DAS EVANGELIUM von Lukas hebt besonders die universale Bestimmung der Heilsbotschaft des Herrn hervor. Ein Beispiel dafür ist die Erzählung von den heiligen Drei Königen, vornehmen Männern aus dem Orient, die kamen, um den neugeborenen König der Juden zu verehren. Lukas‘ Quelle für diese Geschichte war vermutlich Maria selbst. Der Bericht macht deutlich, dass das neue Volk Gottes nicht auf eine Nation beschränkt sein wird, sondern dass Christus gekommen ist, um allen Menschen die Frohe Botschaft zu verkünden.

### Angezeigte Datensätze
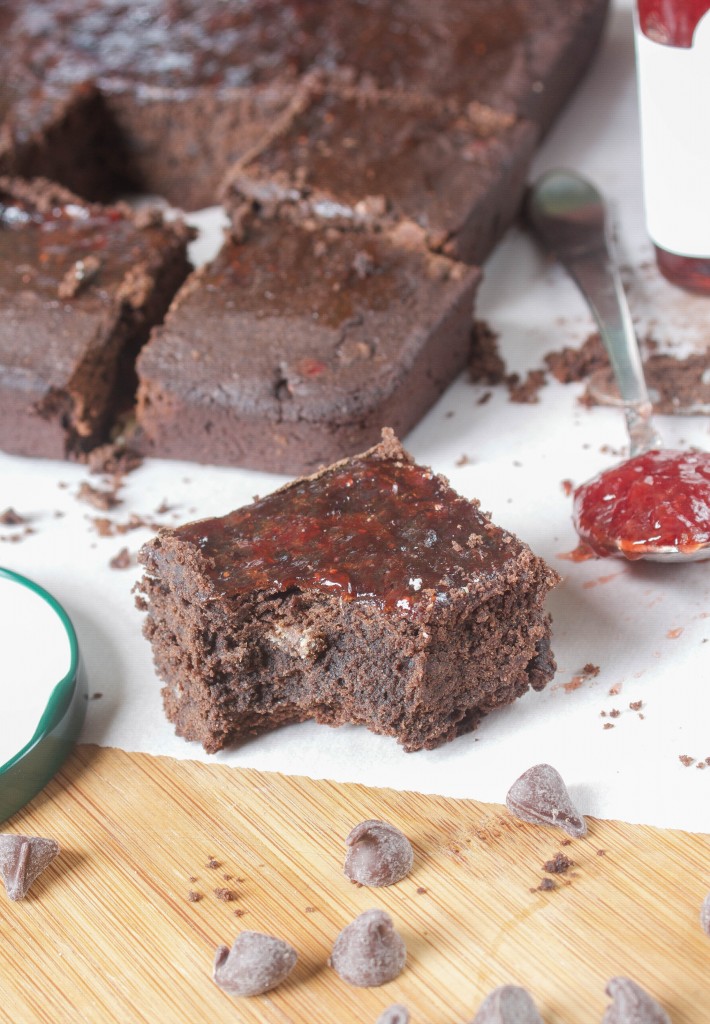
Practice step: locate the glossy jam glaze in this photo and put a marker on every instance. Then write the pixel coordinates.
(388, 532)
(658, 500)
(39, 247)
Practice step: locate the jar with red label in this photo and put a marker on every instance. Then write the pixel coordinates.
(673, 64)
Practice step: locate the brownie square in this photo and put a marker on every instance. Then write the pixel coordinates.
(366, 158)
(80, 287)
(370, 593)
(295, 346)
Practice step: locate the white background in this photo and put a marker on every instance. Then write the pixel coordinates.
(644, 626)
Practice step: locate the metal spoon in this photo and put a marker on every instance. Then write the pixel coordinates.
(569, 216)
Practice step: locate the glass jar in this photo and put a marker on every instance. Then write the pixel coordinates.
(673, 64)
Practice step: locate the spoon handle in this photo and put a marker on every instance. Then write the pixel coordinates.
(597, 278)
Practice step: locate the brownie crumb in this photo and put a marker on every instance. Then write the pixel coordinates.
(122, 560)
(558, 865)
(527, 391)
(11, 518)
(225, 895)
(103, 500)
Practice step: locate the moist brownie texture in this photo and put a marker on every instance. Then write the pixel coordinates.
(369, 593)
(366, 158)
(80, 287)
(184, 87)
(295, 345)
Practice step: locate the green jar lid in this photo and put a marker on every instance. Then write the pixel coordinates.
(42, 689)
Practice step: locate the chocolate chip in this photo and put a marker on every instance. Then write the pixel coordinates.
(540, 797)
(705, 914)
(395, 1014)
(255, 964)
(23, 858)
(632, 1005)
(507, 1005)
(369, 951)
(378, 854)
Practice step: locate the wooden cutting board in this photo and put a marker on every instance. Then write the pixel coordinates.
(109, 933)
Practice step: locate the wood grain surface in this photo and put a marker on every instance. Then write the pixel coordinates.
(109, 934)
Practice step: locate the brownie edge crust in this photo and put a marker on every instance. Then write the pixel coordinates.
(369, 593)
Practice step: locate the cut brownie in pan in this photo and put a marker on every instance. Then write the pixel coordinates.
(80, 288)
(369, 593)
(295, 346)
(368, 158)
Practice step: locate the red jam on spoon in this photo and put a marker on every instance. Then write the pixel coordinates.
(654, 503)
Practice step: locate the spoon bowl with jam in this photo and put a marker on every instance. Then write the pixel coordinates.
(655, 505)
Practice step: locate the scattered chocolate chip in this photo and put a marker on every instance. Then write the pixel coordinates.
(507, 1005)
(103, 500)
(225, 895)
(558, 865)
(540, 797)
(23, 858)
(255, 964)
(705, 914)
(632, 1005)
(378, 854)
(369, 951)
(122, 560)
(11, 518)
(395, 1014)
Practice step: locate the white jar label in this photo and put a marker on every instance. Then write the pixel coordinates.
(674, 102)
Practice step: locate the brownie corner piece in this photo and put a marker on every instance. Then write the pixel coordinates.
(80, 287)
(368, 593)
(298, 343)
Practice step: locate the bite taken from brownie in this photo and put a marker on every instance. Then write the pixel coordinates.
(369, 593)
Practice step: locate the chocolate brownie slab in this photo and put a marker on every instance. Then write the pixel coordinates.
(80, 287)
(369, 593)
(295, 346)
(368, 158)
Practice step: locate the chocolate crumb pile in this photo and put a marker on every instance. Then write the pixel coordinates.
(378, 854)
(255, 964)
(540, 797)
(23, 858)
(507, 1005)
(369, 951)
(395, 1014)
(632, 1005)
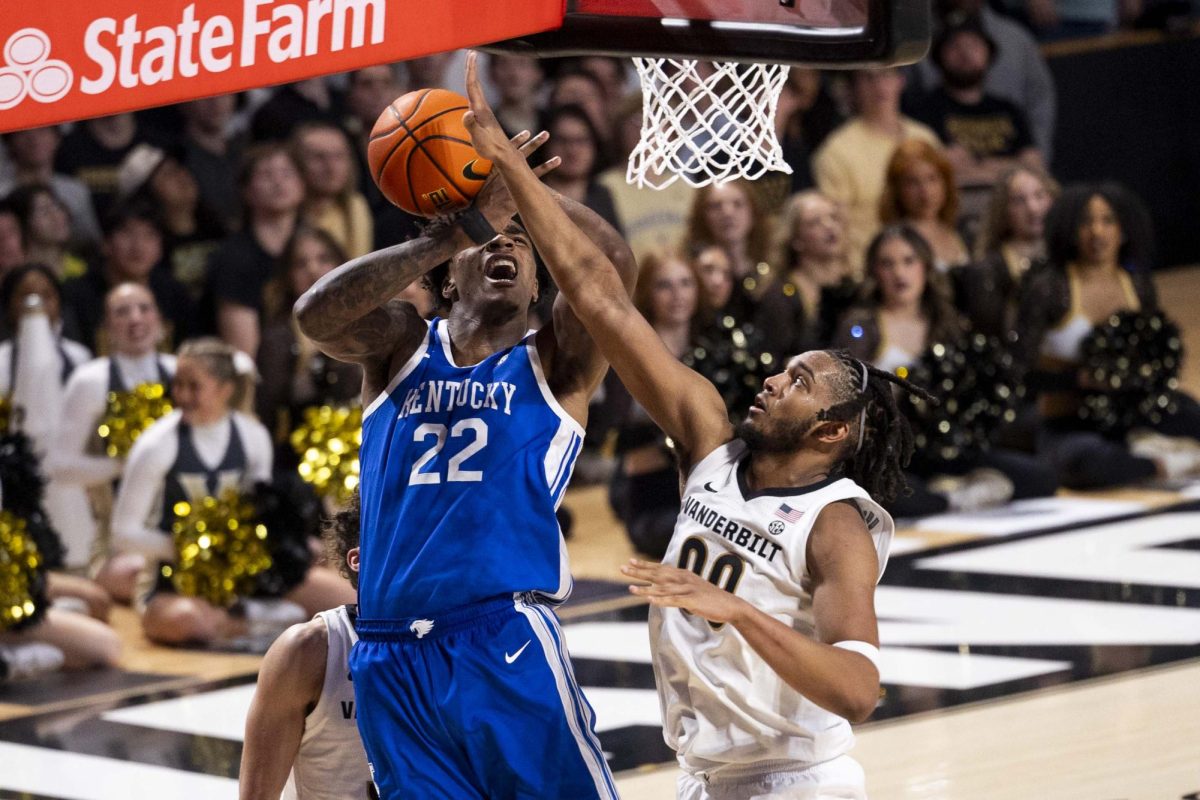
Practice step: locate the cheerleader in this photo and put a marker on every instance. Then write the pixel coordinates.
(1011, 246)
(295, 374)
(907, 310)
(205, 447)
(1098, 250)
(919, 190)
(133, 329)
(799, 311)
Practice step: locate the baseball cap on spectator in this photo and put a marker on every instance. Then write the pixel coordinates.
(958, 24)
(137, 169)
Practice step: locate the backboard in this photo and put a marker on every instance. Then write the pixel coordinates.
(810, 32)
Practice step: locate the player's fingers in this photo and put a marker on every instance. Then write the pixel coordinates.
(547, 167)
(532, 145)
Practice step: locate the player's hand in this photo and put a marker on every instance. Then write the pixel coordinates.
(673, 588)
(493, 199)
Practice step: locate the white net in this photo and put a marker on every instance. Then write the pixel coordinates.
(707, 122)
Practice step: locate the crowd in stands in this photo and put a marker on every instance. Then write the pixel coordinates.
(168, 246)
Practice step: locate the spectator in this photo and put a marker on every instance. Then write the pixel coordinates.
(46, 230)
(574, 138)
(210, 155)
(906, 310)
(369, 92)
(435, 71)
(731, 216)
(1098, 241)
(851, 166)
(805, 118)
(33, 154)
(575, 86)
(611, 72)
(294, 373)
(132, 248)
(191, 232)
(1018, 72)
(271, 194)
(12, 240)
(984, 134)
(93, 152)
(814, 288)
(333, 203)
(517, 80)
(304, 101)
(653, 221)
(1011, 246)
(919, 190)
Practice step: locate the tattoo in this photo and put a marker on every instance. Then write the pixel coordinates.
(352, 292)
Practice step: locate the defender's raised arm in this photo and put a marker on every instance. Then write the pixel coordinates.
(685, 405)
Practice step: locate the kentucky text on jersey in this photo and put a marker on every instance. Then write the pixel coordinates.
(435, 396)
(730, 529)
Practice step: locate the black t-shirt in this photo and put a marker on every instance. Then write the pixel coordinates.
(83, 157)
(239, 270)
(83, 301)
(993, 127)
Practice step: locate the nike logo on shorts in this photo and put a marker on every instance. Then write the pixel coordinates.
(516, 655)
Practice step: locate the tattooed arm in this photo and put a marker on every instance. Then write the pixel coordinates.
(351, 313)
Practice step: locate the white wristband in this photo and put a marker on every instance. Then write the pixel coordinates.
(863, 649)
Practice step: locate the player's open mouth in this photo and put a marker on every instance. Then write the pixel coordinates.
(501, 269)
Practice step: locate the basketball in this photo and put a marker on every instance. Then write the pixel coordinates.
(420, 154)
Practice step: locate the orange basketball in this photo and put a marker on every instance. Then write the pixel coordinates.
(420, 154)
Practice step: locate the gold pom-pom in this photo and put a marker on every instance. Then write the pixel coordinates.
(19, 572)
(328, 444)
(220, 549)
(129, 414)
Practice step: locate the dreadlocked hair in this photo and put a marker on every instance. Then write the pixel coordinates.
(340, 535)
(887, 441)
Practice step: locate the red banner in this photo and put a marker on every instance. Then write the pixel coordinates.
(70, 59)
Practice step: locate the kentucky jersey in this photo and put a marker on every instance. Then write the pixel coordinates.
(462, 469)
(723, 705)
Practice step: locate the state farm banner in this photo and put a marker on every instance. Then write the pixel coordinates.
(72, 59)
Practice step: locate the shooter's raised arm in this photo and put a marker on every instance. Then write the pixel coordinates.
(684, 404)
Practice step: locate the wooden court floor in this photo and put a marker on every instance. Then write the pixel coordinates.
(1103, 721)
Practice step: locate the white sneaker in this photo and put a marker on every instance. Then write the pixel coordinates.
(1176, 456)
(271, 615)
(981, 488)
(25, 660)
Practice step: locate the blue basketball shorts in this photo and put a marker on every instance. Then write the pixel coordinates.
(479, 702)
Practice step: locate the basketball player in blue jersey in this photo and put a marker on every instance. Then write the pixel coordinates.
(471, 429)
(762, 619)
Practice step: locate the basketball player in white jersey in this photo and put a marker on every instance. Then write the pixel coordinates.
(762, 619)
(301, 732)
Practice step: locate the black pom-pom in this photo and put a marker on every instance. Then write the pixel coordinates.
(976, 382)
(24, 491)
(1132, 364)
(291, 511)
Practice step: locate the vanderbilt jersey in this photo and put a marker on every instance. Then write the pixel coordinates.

### Auszuführende Aufgaben
(a) Nennen Sie alle Personen, die im Text über das Lukasevangelium mit einem Eigennamen bezeichnet werden.
(b) Führen Sie den Text über das Lukasevangelium im Anschluss an seinen letzten Satz weiter.

### Endgültige Antworten
(a) Lukas, Maria, Christus

(b)
Zu Beginn seines öffentlichen Lebens begab sich Jesus nach Nazaret, die Stadt, in der er seine Kindheit verbracht hatte. Am Sabbat ging er in die Synagoge und stand auf, um vorzulesen (Lk 4,16). Er entrollte das Buch Jesaja und verlas die Worte des Propheten: Der Geist des Herrn ruht auf mir; denn er hat mich gesalbt. Er hat mich gesandt, damit ich den Armen eine frohe Botschaft bringe; damit ich den Gefangenen die Entlassung verkünde und den Blinden das Augenlicht (Lk 4,18; Jes 61,1-2). Nach Beendigung der Lesung rollte er die Schrift wieder zusammen und setzte sich, während alle gespannt auf ihn blickten. Dann brach er das Schweigen mit den Worten: Heute hat sich das Schriftwort, das ihr eben gehört habt, erfüllt (Lk 4,21).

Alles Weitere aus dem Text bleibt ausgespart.